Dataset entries
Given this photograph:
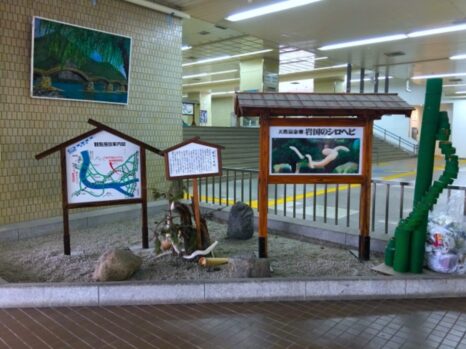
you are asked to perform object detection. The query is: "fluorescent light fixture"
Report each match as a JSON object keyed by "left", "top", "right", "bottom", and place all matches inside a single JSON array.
[
  {"left": 182, "top": 49, "right": 273, "bottom": 67},
  {"left": 408, "top": 23, "right": 466, "bottom": 38},
  {"left": 181, "top": 45, "right": 192, "bottom": 51},
  {"left": 315, "top": 56, "right": 328, "bottom": 61},
  {"left": 455, "top": 90, "right": 466, "bottom": 94},
  {"left": 411, "top": 72, "right": 466, "bottom": 80},
  {"left": 182, "top": 69, "right": 238, "bottom": 79},
  {"left": 226, "top": 0, "right": 322, "bottom": 22},
  {"left": 234, "top": 49, "right": 273, "bottom": 58},
  {"left": 182, "top": 78, "right": 239, "bottom": 87},
  {"left": 182, "top": 55, "right": 231, "bottom": 67},
  {"left": 350, "top": 76, "right": 393, "bottom": 83},
  {"left": 279, "top": 63, "right": 347, "bottom": 75},
  {"left": 450, "top": 54, "right": 466, "bottom": 60},
  {"left": 319, "top": 34, "right": 407, "bottom": 51},
  {"left": 211, "top": 91, "right": 235, "bottom": 96},
  {"left": 444, "top": 83, "right": 466, "bottom": 87}
]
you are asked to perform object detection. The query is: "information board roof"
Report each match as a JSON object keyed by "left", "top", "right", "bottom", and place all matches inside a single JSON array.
[
  {"left": 162, "top": 137, "right": 225, "bottom": 154},
  {"left": 36, "top": 119, "right": 162, "bottom": 159},
  {"left": 235, "top": 93, "right": 414, "bottom": 119}
]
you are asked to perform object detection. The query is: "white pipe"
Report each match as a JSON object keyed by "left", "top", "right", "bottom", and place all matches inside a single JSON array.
[{"left": 122, "top": 0, "right": 190, "bottom": 19}]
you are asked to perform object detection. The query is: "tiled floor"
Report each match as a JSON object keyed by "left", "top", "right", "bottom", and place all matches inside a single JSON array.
[{"left": 1, "top": 298, "right": 466, "bottom": 348}]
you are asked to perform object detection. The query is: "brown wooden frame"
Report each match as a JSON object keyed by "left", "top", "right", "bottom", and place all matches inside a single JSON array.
[
  {"left": 162, "top": 137, "right": 224, "bottom": 181},
  {"left": 235, "top": 92, "right": 413, "bottom": 261},
  {"left": 162, "top": 137, "right": 224, "bottom": 249},
  {"left": 258, "top": 115, "right": 373, "bottom": 260},
  {"left": 36, "top": 119, "right": 162, "bottom": 255}
]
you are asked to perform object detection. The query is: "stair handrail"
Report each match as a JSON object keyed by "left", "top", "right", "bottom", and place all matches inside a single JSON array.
[{"left": 373, "top": 124, "right": 418, "bottom": 154}]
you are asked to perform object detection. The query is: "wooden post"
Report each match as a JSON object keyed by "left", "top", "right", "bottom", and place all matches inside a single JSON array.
[
  {"left": 192, "top": 178, "right": 202, "bottom": 250},
  {"left": 258, "top": 115, "right": 270, "bottom": 258},
  {"left": 140, "top": 148, "right": 148, "bottom": 249},
  {"left": 60, "top": 149, "right": 71, "bottom": 255},
  {"left": 359, "top": 118, "right": 374, "bottom": 260}
]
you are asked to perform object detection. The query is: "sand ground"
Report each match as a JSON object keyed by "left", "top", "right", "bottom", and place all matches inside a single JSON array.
[{"left": 0, "top": 214, "right": 384, "bottom": 283}]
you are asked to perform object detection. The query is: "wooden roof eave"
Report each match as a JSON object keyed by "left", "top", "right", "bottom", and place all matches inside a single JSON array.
[
  {"left": 236, "top": 107, "right": 413, "bottom": 119},
  {"left": 36, "top": 119, "right": 163, "bottom": 160},
  {"left": 162, "top": 137, "right": 225, "bottom": 155}
]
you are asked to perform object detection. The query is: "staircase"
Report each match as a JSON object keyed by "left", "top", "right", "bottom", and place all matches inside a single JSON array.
[
  {"left": 372, "top": 136, "right": 416, "bottom": 163},
  {"left": 183, "top": 126, "right": 416, "bottom": 169},
  {"left": 183, "top": 127, "right": 260, "bottom": 169}
]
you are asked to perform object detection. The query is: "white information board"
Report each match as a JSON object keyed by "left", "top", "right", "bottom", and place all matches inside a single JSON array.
[
  {"left": 269, "top": 126, "right": 364, "bottom": 175},
  {"left": 66, "top": 130, "right": 141, "bottom": 203},
  {"left": 166, "top": 142, "right": 219, "bottom": 179}
]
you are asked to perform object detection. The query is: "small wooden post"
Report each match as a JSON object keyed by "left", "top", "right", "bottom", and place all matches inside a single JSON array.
[
  {"left": 359, "top": 118, "right": 374, "bottom": 260},
  {"left": 192, "top": 178, "right": 202, "bottom": 250},
  {"left": 258, "top": 115, "right": 270, "bottom": 258},
  {"left": 141, "top": 148, "right": 148, "bottom": 249},
  {"left": 60, "top": 149, "right": 71, "bottom": 255}
]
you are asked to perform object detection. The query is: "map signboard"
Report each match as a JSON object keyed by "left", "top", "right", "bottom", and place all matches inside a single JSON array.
[
  {"left": 66, "top": 130, "right": 141, "bottom": 203},
  {"left": 165, "top": 142, "right": 221, "bottom": 180},
  {"left": 270, "top": 126, "right": 364, "bottom": 176}
]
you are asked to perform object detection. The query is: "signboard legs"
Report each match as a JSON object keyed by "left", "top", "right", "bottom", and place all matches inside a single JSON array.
[
  {"left": 258, "top": 116, "right": 270, "bottom": 258},
  {"left": 358, "top": 119, "right": 374, "bottom": 260},
  {"left": 192, "top": 178, "right": 203, "bottom": 250},
  {"left": 141, "top": 149, "right": 149, "bottom": 249},
  {"left": 60, "top": 149, "right": 71, "bottom": 255}
]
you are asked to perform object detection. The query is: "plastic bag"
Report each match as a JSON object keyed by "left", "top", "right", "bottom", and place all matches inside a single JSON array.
[{"left": 426, "top": 189, "right": 466, "bottom": 274}]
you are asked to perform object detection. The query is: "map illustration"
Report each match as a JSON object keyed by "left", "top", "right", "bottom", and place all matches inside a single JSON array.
[{"left": 66, "top": 131, "right": 141, "bottom": 203}]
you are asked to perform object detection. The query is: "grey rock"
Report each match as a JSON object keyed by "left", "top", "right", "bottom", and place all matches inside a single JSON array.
[
  {"left": 227, "top": 254, "right": 271, "bottom": 278},
  {"left": 92, "top": 248, "right": 142, "bottom": 282},
  {"left": 227, "top": 202, "right": 254, "bottom": 240}
]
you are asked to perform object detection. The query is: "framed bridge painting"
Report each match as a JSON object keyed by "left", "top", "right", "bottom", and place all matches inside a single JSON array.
[{"left": 31, "top": 17, "right": 131, "bottom": 105}]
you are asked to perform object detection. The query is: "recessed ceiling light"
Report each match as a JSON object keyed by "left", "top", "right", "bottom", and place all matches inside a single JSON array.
[
  {"left": 450, "top": 54, "right": 466, "bottom": 60},
  {"left": 411, "top": 72, "right": 466, "bottom": 80},
  {"left": 225, "top": 0, "right": 323, "bottom": 22},
  {"left": 319, "top": 34, "right": 407, "bottom": 51},
  {"left": 408, "top": 23, "right": 466, "bottom": 38},
  {"left": 279, "top": 63, "right": 347, "bottom": 75},
  {"left": 318, "top": 23, "right": 466, "bottom": 52},
  {"left": 444, "top": 83, "right": 466, "bottom": 87},
  {"left": 182, "top": 69, "right": 238, "bottom": 79},
  {"left": 182, "top": 78, "right": 239, "bottom": 87},
  {"left": 182, "top": 55, "right": 231, "bottom": 67},
  {"left": 211, "top": 91, "right": 235, "bottom": 96},
  {"left": 198, "top": 31, "right": 210, "bottom": 35},
  {"left": 182, "top": 45, "right": 192, "bottom": 51},
  {"left": 182, "top": 49, "right": 273, "bottom": 67},
  {"left": 384, "top": 51, "right": 406, "bottom": 57}
]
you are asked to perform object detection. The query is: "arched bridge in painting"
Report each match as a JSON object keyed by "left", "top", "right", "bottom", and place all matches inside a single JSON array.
[{"left": 34, "top": 67, "right": 127, "bottom": 92}]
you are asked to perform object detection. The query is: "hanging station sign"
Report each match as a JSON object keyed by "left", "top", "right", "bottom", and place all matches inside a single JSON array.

**WHAT IS REQUIRED**
For each line in the data that contains the string "light", give a copy of that line.

**TASK ANSWER**
you are asked to perform object detection. The query is: "fluorescent light fixture"
you are asked to perform object detection. The query is: "recessed ceiling light"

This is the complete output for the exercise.